**Task requirements:** Among the entries below, how many lines contain the string "resolution"? Reply with that number alone.

**Data section:**
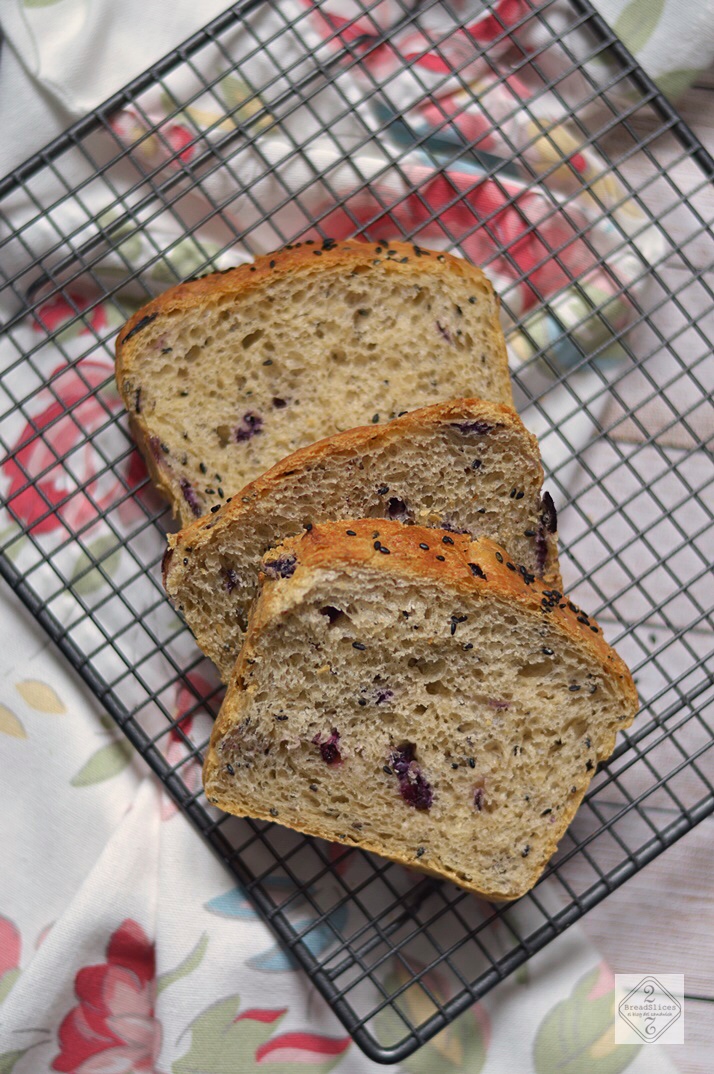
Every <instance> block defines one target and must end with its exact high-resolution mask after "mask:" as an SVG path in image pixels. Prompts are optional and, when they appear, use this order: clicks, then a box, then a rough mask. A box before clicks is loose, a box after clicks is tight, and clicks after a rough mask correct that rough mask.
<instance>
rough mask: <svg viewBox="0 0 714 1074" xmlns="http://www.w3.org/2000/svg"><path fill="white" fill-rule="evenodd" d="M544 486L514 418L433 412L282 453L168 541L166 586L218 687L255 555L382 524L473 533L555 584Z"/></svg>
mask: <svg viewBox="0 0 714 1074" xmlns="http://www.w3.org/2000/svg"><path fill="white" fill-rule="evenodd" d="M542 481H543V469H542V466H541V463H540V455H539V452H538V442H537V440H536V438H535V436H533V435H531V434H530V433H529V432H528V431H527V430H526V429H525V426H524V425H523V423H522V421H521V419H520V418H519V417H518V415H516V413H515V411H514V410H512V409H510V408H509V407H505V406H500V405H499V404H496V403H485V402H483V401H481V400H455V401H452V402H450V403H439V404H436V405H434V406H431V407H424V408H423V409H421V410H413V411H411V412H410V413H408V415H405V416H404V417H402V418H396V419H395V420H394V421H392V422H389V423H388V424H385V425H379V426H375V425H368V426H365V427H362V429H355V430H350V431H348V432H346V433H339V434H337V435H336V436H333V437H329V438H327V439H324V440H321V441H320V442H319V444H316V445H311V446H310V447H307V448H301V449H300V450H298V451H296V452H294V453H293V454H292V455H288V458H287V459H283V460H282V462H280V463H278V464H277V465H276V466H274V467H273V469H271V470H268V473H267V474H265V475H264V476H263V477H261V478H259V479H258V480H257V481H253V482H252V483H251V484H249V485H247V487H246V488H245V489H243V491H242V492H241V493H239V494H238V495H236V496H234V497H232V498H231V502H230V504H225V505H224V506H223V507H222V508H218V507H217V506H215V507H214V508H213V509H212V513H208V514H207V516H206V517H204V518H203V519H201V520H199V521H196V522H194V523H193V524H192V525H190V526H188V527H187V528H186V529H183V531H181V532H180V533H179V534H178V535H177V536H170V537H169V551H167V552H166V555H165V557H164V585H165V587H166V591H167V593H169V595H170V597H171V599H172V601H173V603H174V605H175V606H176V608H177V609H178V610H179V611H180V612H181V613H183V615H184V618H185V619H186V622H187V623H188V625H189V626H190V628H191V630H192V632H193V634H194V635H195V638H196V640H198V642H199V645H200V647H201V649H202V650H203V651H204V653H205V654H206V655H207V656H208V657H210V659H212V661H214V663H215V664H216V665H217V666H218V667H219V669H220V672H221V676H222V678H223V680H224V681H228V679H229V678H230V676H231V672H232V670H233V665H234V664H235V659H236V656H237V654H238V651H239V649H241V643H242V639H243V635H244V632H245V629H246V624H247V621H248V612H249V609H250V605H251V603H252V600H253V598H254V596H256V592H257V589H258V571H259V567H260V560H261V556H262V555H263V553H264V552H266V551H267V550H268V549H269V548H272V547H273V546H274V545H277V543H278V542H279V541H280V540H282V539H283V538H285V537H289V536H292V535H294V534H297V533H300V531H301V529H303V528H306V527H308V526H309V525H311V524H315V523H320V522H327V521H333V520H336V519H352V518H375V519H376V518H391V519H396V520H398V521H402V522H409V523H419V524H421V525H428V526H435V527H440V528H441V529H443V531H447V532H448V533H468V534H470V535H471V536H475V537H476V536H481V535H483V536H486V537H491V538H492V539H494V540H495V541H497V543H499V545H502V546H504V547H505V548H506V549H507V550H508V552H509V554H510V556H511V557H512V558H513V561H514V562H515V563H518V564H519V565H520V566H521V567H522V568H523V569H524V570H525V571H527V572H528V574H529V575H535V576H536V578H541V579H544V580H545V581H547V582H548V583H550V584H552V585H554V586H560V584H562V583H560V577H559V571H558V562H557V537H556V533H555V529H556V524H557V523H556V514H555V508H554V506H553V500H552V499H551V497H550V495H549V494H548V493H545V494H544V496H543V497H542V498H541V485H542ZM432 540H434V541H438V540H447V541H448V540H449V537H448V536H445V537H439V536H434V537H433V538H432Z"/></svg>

==

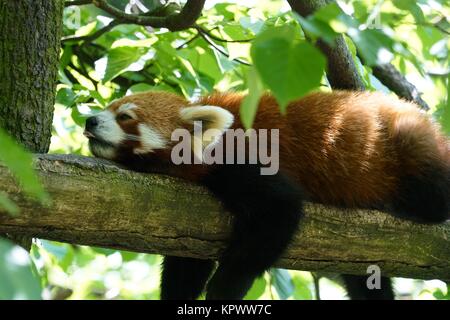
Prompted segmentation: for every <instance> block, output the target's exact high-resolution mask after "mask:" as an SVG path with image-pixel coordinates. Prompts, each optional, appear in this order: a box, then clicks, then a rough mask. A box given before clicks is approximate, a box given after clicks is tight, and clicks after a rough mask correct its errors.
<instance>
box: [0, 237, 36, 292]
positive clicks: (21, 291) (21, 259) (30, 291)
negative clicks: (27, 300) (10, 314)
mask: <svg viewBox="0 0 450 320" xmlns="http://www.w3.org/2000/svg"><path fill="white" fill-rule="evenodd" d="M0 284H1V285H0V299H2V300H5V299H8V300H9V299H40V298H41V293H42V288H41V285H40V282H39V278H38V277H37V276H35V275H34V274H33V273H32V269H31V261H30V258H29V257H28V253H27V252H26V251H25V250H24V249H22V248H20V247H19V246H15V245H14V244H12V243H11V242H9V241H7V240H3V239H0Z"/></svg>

**Response to the task:** 2